Stated problem: Pull out every row below and reproduce each one word for word, without changing anything.

Object position labeling entries
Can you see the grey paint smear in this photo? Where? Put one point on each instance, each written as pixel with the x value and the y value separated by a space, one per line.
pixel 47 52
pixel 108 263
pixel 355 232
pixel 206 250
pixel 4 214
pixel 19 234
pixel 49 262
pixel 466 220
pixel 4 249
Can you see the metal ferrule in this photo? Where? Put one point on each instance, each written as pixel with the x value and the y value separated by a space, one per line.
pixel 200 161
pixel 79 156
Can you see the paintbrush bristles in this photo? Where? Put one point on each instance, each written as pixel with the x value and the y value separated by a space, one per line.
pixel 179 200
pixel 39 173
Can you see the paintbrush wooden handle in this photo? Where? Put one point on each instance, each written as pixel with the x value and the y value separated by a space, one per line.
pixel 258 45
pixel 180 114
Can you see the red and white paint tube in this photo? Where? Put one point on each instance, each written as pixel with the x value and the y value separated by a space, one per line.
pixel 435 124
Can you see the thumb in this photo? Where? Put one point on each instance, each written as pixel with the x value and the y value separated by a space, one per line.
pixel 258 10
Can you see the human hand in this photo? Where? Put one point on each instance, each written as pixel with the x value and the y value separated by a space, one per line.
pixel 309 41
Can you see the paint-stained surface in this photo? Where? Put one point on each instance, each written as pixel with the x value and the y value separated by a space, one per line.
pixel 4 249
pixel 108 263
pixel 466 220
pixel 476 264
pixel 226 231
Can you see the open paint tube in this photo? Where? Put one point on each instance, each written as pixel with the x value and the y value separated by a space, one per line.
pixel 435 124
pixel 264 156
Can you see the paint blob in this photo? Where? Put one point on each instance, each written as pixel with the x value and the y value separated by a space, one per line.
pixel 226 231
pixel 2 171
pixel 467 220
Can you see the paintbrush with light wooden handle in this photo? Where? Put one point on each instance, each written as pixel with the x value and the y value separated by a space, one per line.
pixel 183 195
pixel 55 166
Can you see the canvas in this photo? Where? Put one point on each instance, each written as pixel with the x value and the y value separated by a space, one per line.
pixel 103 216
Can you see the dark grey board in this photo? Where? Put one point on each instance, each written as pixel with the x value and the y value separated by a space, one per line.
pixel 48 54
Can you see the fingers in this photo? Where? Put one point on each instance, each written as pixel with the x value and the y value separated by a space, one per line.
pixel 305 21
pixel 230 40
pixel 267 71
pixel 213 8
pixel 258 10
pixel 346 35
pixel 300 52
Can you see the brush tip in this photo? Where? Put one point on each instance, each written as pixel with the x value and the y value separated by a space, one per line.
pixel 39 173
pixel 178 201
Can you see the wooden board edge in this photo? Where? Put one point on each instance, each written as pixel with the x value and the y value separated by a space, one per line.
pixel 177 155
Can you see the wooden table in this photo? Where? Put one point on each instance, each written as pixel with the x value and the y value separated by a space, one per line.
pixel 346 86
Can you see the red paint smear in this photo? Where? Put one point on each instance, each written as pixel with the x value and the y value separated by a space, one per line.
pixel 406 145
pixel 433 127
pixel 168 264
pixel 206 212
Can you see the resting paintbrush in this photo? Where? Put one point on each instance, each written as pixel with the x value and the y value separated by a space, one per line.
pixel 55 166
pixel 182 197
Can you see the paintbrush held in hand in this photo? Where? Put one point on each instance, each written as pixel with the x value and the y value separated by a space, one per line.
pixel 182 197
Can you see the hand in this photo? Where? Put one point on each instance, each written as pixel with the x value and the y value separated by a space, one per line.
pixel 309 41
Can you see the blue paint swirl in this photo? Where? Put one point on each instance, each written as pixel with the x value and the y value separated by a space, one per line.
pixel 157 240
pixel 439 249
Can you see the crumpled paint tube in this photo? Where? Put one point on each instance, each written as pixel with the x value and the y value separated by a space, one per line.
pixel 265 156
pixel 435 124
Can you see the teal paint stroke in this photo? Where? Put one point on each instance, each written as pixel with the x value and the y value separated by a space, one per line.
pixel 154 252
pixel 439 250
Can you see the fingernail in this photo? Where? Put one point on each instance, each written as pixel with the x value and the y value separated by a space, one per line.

Answer to this task:
Can you see the grey paint smear in this photo? Where? Put one point on each instance, each written as pixel with the x value and the y value separated by a space, one per line.
pixel 47 52
pixel 108 263
pixel 355 232
pixel 206 250
pixel 4 214
pixel 19 234
pixel 49 262
pixel 466 220
pixel 4 249
Can you see the metal ferrule in this photo? Where? Put one point on each instance, each written as pixel with the x value and the y value separated by a space, one per line.
pixel 200 161
pixel 79 156
Can you see the paintbrush bristles in this photo? Where? Put one point on each instance, each written as pixel with the x value and the y value separated by a space, one per line.
pixel 179 200
pixel 39 173
Can you see the paintbrush wooden handle in this photo? Where? Put one point on each instance, each written as pixel with the x value and the y value separated by a space, one per line.
pixel 258 45
pixel 180 114
Can you see the red and white paint tube in this photo? Where? Put one point on each instance, each written as pixel with the x value and the y value separated by a space, one per line.
pixel 435 124
Can you see the thumb in this photo? Where? Put one point on each instance, each written as pixel with the x value and the y value separated by a space, one per line.
pixel 258 10
Can you see the human hand in this photo? Where? Put one point on each instance, each written as pixel with the x value and the y value separated by a space, one per line.
pixel 309 41
Can you see the paint-stained surface in this photo? Where? Put one point on each instance, each written as pixel with the x value and the y value separated by a space, one per line.
pixel 4 249
pixel 108 263
pixel 466 220
pixel 476 264
pixel 226 231
Can you see the open paint tube in this photo? Where? Put one point on each instance, each written as pixel with the x value and the y value separated by a space, one per line.
pixel 435 124
pixel 264 156
Can you see the paint blob in this photo? Where? Put one point on each instance, each written as pixel with the x value and the y value separated by a space, one per line.
pixel 226 231
pixel 2 171
pixel 467 220
Can you see the paintbrush with light wooden handle in this photo? Where? Put one point on each instance, each written as pixel with the x value and the y value separated by a space, one per line.
pixel 183 195
pixel 55 166
Can you see the canvas in this photo? Where? Put one point on each instance, each written as pixel with the x value and the y value separated by a space, one per line.
pixel 103 216
Can you see the dark grey board in this photo? Where? Put one point on each instance, each written as pixel with the x value and the y value separated by a space, one per line.
pixel 48 54
Can you see the fingers in this photo? Where? Put one point on each instance, each written as pixel with the x value and the y value separated by a space, one per line.
pixel 305 21
pixel 230 40
pixel 267 71
pixel 213 8
pixel 258 10
pixel 346 35
pixel 300 52
Can you see the brush tip in this photo? Where? Put one point on each instance, each written as pixel with the x value and the y value separated by a space, one per line.
pixel 39 173
pixel 178 201
Can you see the wooden board edge in this photo? Where? Put one point on each instance, each written as pixel with the x value and the y value separated by a space, one per line.
pixel 177 155
Can you see the wooden table in this photo? Where? Put one point on each instance, each written as pixel with the x value and the y value separated by a space, one per line.
pixel 346 86
Can you see the red paint smear in this photo? Where? Put one point on each instance, each written as pixel with the x value and the y value separated by a space, one per line.
pixel 406 145
pixel 433 127
pixel 168 264
pixel 206 212
Can you see the resting paintbrush in this photo? Where? Put one point on each instance, each written as pixel with the x value and the y value separated by a space, one per line.
pixel 55 166
pixel 182 197
Can you see the paintbrush held in hand in this photo? Where? Put one point on each instance, each written as pixel with the x value and the y value separated by a space, one per line.
pixel 182 197
Can you see the hand in this photo? Where? Put one point on each instance, each written as pixel with the x value and the y value separated by a space, one per line.
pixel 309 41
Can you see the blue paint swirl in this photo? Where? Put one point on each instance, each written as pixel with the x value and the y value separated by a space, one per line.
pixel 157 240
pixel 439 249
Can you see the crumpled paint tube in this photo? Where? Put one point on each instance, each written as pixel with the x value and the y value separated by a space, one per line.
pixel 265 156
pixel 435 124
Can you see the teal paint stroke in this photo? Where? Put one point on each instance, each written as pixel with the x value and the y value separated by a space, one per line.
pixel 154 252
pixel 439 250
Can you see the fingernail in this photo? Where? Put one point on each instance, each written as pixel with the x value and the y value separated by a space, one per line.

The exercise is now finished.